Work to complete:
Using the records below, filter for lines that contain the string "what" and copy them out.

Data under study:
>>>
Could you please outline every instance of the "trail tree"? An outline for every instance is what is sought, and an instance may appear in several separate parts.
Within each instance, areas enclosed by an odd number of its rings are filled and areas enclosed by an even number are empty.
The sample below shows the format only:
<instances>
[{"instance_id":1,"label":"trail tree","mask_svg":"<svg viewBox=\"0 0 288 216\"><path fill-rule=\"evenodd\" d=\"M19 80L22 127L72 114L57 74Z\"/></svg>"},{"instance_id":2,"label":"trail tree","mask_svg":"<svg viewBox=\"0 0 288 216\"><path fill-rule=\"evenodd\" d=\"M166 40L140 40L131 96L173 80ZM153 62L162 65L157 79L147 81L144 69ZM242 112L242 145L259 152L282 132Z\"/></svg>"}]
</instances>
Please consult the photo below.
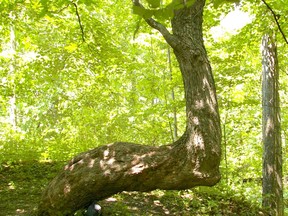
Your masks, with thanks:
<instances>
[{"instance_id":1,"label":"trail tree","mask_svg":"<svg viewBox=\"0 0 288 216\"><path fill-rule=\"evenodd\" d=\"M70 215L121 191L187 189L220 180L221 129L215 85L203 43L205 0L173 1L172 32L134 9L171 46L183 77L186 130L174 143L159 147L116 142L73 158L45 189L38 215ZM155 5L154 5L155 6ZM153 6L153 7L154 7Z\"/></svg>"}]
</instances>

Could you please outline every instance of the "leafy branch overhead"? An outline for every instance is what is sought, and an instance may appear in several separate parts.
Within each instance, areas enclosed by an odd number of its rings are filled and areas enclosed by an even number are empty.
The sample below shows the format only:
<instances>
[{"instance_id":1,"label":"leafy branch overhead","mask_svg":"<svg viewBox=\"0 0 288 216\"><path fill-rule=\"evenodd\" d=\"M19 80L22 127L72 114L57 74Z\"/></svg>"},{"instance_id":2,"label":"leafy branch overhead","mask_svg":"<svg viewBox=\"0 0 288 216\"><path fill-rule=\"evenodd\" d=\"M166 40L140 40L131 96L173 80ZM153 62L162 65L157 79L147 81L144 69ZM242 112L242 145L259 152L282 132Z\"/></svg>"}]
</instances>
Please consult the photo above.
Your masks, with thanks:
<<<
Answer space:
Could you please outline every instance of the "trail tree"? An outline for every instance is what is sought, and an instance may appear in several separate parts.
Could you please outline every instance of the "leafy branch overhead"? An outline for every instance is what is sought, and an instance may appear in several separate parts.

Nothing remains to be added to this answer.